= EXTRACTED TEXT =
────────────────────

Michael David Wilson 20:27
Yeah, I've had that happen with one of my books multiple times now. And you know, I often say you can't celebrate any further than the stage that you're at. You know, it's tempting to imagine it on the screen, but until you're sitting down in that cinema and you're watching it, you don't know, yeah, I

Jon Bassoff 20:49
just had, I can't get into details, but I just had a conversation with with a company about one of the books. And, you know, it's very exciting and, and, but my person representing me said, All right, so you got this 18 months now. Don't think about it for 18 months, because it's just going to drive you crazy, and just assume it's not going to happen if it does great but, but otherwise, just let them do their thing, and, and, and we'll see what happens.

Michael David Wilson 21:17
Yeah, this is almost a paradox of the industry, as you said, like, there's a lot of Yes, yes, yes. But then when you talk to your film agent or your film manager, it's like, so how excited should I be at this point? And you know, my manager's like, well, assume it won't happen. Yeah, no, but, but we just kept saying yes, yeah, but it's the industry. It's probably not gonna happen. So assume that then, you know, you're mentally better equipped well in either way, because then if it does happen, you can be euphoric, and if it doesn't, well, what did I tell you? I told you it wouldn't.

Jon Bassoff 21:57
Yeah, I've got it. I've got a weird combination of of being kind of fatalist like that, but also being eternally optimistic that something eventually will. You know that, if I keep at it, that eventually something will happen. And I think you can, you can kind of live with that, with that contradiction, somewhat of of, yeah, I live life, expecting the worst, but kind of hoping for the best.

────────────────────

= SHORT PROBLEM A =
Please find every line in the records below that contains the word "glove" and copy each of those lines. Treat the match as case-sensitive.

= Coordinate annotation records =
────────────────────

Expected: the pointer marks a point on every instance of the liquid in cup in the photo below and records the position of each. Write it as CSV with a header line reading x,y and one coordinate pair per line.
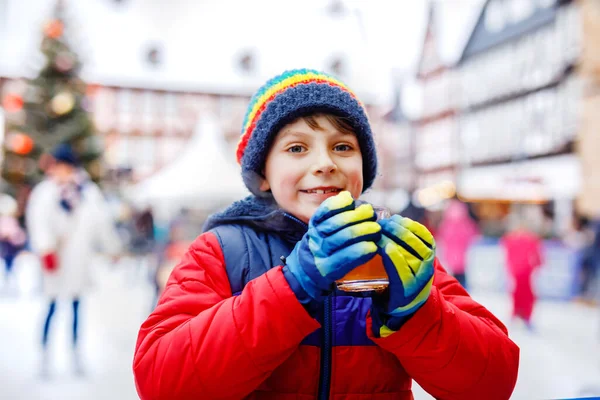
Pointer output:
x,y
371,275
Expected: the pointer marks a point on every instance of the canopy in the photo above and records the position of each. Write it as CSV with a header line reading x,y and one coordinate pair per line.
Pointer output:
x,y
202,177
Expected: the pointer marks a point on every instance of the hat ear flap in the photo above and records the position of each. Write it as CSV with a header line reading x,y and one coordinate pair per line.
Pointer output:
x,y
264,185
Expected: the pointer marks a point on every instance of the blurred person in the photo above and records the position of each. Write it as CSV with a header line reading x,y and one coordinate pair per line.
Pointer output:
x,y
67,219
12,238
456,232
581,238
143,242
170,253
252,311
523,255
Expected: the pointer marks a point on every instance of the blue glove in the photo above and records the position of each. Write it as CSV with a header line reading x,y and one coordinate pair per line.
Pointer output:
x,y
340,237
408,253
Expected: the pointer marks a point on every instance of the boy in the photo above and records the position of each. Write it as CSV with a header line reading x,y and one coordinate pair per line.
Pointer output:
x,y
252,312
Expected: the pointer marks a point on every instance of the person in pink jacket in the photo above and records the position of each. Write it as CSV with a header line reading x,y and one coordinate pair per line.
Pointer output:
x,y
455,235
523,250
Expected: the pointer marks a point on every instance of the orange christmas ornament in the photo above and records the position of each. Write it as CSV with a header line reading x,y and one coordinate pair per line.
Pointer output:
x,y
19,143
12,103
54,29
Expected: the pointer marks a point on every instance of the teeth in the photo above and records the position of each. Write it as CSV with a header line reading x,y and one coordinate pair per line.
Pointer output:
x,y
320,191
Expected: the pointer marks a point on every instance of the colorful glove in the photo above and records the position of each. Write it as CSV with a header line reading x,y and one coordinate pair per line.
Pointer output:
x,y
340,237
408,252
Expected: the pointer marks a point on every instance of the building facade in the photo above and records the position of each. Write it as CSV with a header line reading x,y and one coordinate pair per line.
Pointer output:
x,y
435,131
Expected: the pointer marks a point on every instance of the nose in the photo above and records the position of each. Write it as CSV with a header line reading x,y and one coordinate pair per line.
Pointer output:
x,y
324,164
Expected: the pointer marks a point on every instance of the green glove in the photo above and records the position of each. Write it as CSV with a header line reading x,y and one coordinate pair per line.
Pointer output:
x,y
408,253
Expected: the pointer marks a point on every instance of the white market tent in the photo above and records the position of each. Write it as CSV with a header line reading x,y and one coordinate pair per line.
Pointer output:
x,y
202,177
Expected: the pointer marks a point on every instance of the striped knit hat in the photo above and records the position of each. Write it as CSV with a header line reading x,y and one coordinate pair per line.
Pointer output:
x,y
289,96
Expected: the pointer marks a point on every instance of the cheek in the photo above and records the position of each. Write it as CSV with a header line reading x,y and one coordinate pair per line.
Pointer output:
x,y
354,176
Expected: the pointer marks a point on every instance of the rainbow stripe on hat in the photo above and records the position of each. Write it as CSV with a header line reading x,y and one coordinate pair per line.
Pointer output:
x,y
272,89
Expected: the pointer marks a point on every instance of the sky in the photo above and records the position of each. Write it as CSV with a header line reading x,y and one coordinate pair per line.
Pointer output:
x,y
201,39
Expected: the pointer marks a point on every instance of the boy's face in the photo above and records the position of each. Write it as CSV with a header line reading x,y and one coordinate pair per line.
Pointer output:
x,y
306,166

────────────────────

= SHORT PROBLEM B =
Pick up the interview transcript about book-to-film deals above at the point where it stops, and extend it.

= ANSWER A =
Expected: the pointer marks a point on every instance of the blue glove in the photo above and records the position of each. Write it as CSV with a header line reading x,y and one coordinate pair per line.
Expected: the pointer marks a point on every instance of the colorful glove in the photo above and records the position of each. Write it as CSV with a header line reading x,y and one coordinate pair per line.
Expected: the pointer marks a point on every instance of the green glove in the photo above and records the position of each. Write it as CSV with a header line reading x,y and one coordinate pair per line.

= ANSWER B =
Michael David Wilson 22:22
This is exactly my philosophy. And, you know, I think there is something inherently optimistic in the act of writing, in the act of continuing to write, continuing to put these books out. And you know, it has to happen to someone. So there's the optimistic part that's like, why not me? And I feel every time I write a book, every time I put something out into the world, that is a ticket, that is an opportunity to maybe win, as it were,

Jon Bassoff 22:53
yeah. But I also think there's, you know, when you start to get into that of always needing the next thing and never sort of being satisfied of what you have accomplished. That that can get ugly too. And I think, I think it's good sometimes to, like, when I first started, I remember I was just thinking, if I could, just, if I can get this published anywhere and sell 50 copies, I will be so happy, like, that'll be all that I ever need. And then, of course, you get published, and you start to feel a little success, and you're like, Yeah, but if I could get it with this publisher and sell this many, and at some point, you know, just being able to say, All right, this is, you know, like, I've, I've published 10 books. I've had a couple of them in in French and German. And like, I feel like I've, made connections with a lot of people, and even though they haven't been made into movies and they haven't hit the New York Times bestseller, it's still, you know, sometimes it's good to kind of take a take a look at what you have done and and I don't, know, feel satisfied.

Michael David Wilson 23:57
Yeah, I totally hear what you're saying, and it's something that I strive for, but it doesn't always happen, because every time we achieve a goal, there's this horrible tendency to then move the goal post so that there is no satisfaction. And I know if my 18 year old self were to look at what I'm doing, he would be really happy. But you know myself now in the present, in 2025, you know, if you sell 50 copies, then you want 500 if you sell 500 you want 5000 it keeps going up.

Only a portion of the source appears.